Exercise goal:
Reproduce exactly the lines from the one containing "Practice step: find the billboard" through the last line of the data, both ends included.

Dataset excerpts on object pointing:

-- START --

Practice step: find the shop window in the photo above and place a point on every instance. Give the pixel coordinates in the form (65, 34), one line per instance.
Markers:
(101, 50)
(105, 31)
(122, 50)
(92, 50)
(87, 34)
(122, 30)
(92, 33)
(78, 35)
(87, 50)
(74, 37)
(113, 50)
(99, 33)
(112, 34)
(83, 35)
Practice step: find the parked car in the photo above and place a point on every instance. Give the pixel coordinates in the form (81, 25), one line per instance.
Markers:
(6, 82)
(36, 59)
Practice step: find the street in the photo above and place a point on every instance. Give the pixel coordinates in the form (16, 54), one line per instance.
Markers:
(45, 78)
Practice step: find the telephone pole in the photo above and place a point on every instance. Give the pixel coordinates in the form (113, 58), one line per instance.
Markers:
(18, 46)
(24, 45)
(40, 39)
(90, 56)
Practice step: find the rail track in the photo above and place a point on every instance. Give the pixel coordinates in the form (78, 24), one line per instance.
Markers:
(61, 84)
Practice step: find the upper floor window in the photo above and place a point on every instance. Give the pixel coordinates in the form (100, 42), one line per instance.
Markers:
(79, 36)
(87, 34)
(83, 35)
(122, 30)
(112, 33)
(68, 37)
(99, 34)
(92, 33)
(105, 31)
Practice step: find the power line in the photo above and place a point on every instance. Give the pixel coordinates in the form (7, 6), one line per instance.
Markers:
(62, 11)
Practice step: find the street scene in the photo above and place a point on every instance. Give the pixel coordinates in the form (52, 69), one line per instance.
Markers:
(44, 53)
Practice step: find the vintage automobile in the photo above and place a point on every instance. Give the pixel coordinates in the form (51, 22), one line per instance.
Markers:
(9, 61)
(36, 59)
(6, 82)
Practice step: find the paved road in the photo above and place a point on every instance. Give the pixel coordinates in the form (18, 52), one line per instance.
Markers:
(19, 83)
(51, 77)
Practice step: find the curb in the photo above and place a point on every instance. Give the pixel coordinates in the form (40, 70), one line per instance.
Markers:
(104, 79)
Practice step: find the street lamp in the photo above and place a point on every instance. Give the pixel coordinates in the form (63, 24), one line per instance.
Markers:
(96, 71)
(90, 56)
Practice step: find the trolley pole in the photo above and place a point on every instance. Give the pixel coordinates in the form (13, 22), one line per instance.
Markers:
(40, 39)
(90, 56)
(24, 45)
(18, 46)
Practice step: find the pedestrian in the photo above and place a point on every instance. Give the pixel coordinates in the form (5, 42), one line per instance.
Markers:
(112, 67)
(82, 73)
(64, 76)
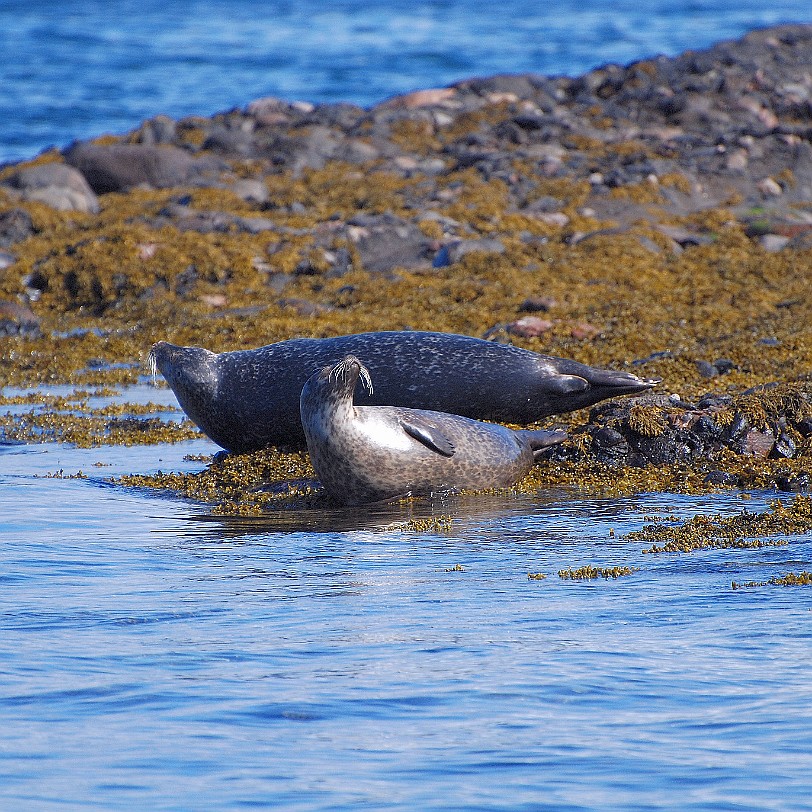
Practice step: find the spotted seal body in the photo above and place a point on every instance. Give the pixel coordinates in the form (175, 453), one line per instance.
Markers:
(249, 399)
(365, 454)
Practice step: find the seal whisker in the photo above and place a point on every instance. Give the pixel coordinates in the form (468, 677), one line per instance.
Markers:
(366, 379)
(152, 366)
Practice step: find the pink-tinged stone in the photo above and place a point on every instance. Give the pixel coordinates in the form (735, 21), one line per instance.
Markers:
(584, 331)
(213, 299)
(424, 98)
(758, 443)
(147, 250)
(529, 327)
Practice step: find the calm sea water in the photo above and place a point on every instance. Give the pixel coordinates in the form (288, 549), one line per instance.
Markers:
(75, 68)
(152, 657)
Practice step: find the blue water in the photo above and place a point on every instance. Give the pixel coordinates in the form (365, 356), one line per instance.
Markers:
(76, 68)
(152, 657)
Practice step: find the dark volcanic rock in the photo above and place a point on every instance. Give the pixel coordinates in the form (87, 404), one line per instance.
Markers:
(56, 185)
(660, 430)
(15, 225)
(119, 167)
(18, 320)
(385, 242)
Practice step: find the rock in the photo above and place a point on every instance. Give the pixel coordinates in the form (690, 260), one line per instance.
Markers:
(18, 320)
(15, 226)
(433, 97)
(722, 479)
(584, 331)
(537, 304)
(304, 307)
(250, 190)
(773, 242)
(385, 242)
(455, 251)
(120, 167)
(529, 327)
(769, 188)
(56, 185)
(758, 443)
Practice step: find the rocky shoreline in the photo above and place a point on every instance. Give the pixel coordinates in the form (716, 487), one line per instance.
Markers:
(657, 215)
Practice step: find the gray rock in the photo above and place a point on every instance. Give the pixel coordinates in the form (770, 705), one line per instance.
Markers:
(119, 167)
(56, 185)
(18, 320)
(385, 242)
(455, 251)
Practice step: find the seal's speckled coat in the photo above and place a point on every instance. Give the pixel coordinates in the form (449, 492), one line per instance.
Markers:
(367, 454)
(249, 399)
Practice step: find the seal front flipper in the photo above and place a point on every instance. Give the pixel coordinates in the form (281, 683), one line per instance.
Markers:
(539, 439)
(565, 384)
(429, 435)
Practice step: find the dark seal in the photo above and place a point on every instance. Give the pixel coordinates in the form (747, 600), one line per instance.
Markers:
(365, 454)
(249, 399)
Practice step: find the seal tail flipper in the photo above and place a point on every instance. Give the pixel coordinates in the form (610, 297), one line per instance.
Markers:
(539, 439)
(431, 437)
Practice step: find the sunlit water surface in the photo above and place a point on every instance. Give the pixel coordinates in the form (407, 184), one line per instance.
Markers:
(154, 657)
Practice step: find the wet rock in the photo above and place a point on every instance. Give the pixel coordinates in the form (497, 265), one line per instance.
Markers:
(455, 251)
(773, 242)
(794, 483)
(305, 307)
(120, 167)
(529, 327)
(56, 185)
(757, 443)
(537, 304)
(584, 331)
(722, 479)
(18, 320)
(15, 226)
(385, 242)
(724, 365)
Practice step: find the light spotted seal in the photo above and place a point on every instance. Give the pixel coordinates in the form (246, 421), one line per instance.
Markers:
(249, 399)
(365, 454)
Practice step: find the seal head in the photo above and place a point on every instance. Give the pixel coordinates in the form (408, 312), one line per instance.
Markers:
(365, 454)
(249, 399)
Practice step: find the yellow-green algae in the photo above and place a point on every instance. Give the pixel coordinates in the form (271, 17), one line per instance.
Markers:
(802, 578)
(710, 532)
(589, 573)
(113, 284)
(241, 484)
(71, 419)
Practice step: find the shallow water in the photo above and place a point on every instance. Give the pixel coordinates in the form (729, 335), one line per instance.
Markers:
(155, 657)
(75, 69)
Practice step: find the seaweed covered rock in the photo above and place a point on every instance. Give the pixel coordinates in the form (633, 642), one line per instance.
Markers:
(772, 421)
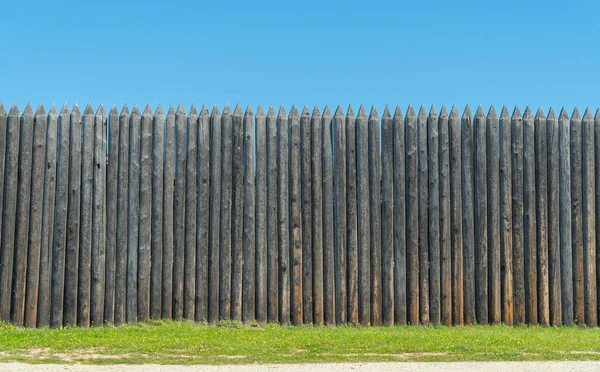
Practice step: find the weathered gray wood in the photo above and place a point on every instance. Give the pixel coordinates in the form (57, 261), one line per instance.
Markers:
(131, 313)
(468, 216)
(317, 214)
(399, 218)
(306, 185)
(493, 200)
(529, 218)
(237, 215)
(145, 240)
(45, 286)
(203, 216)
(506, 212)
(481, 226)
(541, 187)
(99, 221)
(295, 216)
(112, 175)
(158, 168)
(215, 281)
(10, 156)
(517, 214)
(351, 221)
(225, 218)
(85, 232)
(445, 220)
(283, 217)
(577, 218)
(168, 232)
(40, 125)
(363, 210)
(374, 172)
(456, 231)
(433, 149)
(22, 227)
(122, 218)
(262, 199)
(554, 220)
(179, 212)
(73, 222)
(412, 217)
(249, 233)
(272, 218)
(191, 205)
(423, 197)
(387, 216)
(339, 200)
(566, 247)
(328, 222)
(589, 221)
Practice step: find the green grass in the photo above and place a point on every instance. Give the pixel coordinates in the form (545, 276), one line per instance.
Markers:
(168, 342)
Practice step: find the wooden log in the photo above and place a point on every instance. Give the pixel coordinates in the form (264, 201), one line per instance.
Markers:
(529, 218)
(85, 232)
(340, 217)
(306, 185)
(445, 220)
(145, 218)
(295, 216)
(99, 220)
(112, 176)
(589, 221)
(249, 232)
(45, 286)
(493, 200)
(328, 222)
(412, 217)
(40, 126)
(399, 187)
(168, 188)
(566, 239)
(122, 218)
(577, 218)
(215, 281)
(554, 263)
(225, 210)
(133, 215)
(468, 216)
(456, 219)
(237, 218)
(203, 216)
(352, 278)
(541, 187)
(158, 168)
(506, 246)
(22, 227)
(317, 214)
(283, 217)
(481, 226)
(363, 210)
(272, 218)
(262, 198)
(374, 172)
(433, 166)
(387, 216)
(73, 222)
(191, 205)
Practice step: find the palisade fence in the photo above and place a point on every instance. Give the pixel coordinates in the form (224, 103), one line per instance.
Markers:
(298, 218)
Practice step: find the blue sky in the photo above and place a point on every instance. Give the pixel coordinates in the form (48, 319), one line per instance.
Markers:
(309, 52)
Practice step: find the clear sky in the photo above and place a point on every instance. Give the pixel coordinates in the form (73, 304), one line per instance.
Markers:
(307, 52)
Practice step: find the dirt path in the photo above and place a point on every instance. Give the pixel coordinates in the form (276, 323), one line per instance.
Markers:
(332, 367)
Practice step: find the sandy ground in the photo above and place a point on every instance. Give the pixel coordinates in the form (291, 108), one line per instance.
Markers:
(331, 367)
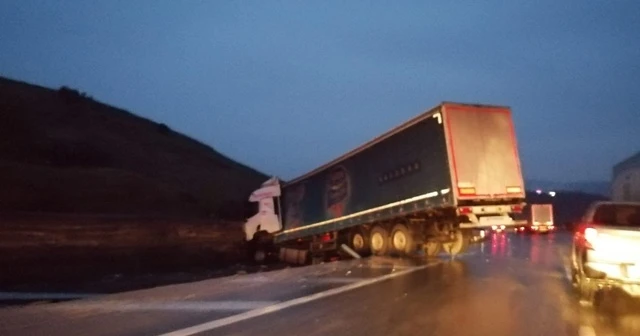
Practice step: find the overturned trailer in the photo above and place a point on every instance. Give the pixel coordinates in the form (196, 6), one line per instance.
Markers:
(423, 186)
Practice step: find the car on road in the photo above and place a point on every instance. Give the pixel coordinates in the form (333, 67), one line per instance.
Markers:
(605, 251)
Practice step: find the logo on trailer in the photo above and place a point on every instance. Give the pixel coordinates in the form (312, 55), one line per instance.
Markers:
(294, 207)
(338, 192)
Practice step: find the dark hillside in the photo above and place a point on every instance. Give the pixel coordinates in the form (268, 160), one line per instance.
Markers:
(64, 152)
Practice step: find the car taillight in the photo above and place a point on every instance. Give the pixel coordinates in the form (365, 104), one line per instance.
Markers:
(465, 211)
(467, 191)
(514, 190)
(590, 235)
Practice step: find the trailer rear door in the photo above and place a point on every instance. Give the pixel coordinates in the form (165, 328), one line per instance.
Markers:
(484, 155)
(542, 214)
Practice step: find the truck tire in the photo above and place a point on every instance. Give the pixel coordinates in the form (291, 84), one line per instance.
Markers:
(359, 242)
(432, 248)
(401, 240)
(459, 244)
(379, 241)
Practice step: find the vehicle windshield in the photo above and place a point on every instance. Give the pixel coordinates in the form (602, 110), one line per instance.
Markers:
(618, 215)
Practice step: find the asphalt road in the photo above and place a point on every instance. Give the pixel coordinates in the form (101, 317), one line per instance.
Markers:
(512, 284)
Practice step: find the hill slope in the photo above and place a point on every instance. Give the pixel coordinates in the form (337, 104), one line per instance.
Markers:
(63, 152)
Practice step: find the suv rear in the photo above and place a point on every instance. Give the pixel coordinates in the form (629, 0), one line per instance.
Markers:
(606, 249)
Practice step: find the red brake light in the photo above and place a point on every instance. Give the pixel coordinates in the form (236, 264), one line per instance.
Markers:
(326, 237)
(465, 211)
(467, 191)
(590, 234)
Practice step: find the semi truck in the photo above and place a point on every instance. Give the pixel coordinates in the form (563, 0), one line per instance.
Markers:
(424, 186)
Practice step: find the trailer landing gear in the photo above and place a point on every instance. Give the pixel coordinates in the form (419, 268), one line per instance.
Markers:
(458, 244)
(432, 248)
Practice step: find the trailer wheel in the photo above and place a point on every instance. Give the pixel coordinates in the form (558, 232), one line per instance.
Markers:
(402, 240)
(458, 245)
(432, 248)
(379, 241)
(359, 242)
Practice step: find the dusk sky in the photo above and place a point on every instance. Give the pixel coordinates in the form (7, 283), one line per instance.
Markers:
(285, 86)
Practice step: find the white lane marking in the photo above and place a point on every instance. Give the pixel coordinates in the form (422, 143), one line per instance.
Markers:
(116, 305)
(283, 305)
(18, 296)
(586, 331)
(333, 280)
(373, 266)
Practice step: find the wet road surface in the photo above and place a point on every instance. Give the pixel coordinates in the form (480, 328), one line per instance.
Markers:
(511, 284)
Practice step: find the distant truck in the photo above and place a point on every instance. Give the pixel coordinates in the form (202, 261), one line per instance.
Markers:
(541, 218)
(425, 185)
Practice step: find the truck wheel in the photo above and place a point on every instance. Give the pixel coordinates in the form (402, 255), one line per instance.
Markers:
(359, 242)
(458, 245)
(259, 256)
(401, 240)
(432, 248)
(379, 241)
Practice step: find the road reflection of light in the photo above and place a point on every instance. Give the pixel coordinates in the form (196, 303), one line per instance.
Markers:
(535, 249)
(499, 244)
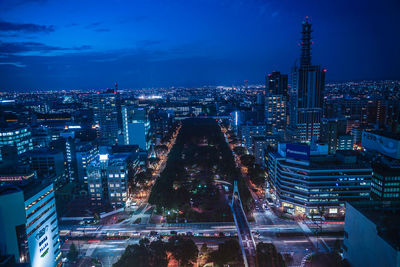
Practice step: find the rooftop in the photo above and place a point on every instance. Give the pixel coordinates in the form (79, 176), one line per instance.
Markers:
(386, 216)
(391, 135)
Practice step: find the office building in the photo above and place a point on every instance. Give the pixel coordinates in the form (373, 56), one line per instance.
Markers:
(371, 233)
(385, 184)
(15, 137)
(50, 164)
(136, 127)
(345, 142)
(249, 131)
(306, 179)
(307, 96)
(108, 178)
(330, 130)
(106, 115)
(276, 98)
(85, 153)
(28, 224)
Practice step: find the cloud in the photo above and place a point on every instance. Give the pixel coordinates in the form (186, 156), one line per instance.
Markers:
(102, 30)
(93, 25)
(6, 26)
(23, 47)
(274, 14)
(15, 64)
(10, 4)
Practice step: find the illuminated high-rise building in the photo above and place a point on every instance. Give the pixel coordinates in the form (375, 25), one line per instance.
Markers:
(136, 127)
(276, 97)
(106, 115)
(307, 93)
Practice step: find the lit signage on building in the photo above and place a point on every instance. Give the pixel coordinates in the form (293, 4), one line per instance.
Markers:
(299, 152)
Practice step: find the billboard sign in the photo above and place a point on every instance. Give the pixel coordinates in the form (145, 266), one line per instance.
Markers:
(298, 152)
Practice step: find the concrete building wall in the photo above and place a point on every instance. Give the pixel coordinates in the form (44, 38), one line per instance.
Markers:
(363, 247)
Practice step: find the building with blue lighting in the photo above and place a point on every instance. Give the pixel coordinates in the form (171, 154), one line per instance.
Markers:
(28, 224)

-- END --

Response:
Practice step: find the billboard sign in the photo above and place a point on every instance. Give the pixel coordinates in the form (145, 266), one line per instance.
Markers:
(298, 152)
Practice step: find the concrete building wall in the photo above and place a point on every instance. Give the pixel coordinates in the form (44, 38), one line per instance.
Markers:
(363, 247)
Practice step: find the building with blue lighting in the photo above and place a point on every instance. Give the pixel coordinates in the form (171, 154), one line per instance.
Markers:
(28, 224)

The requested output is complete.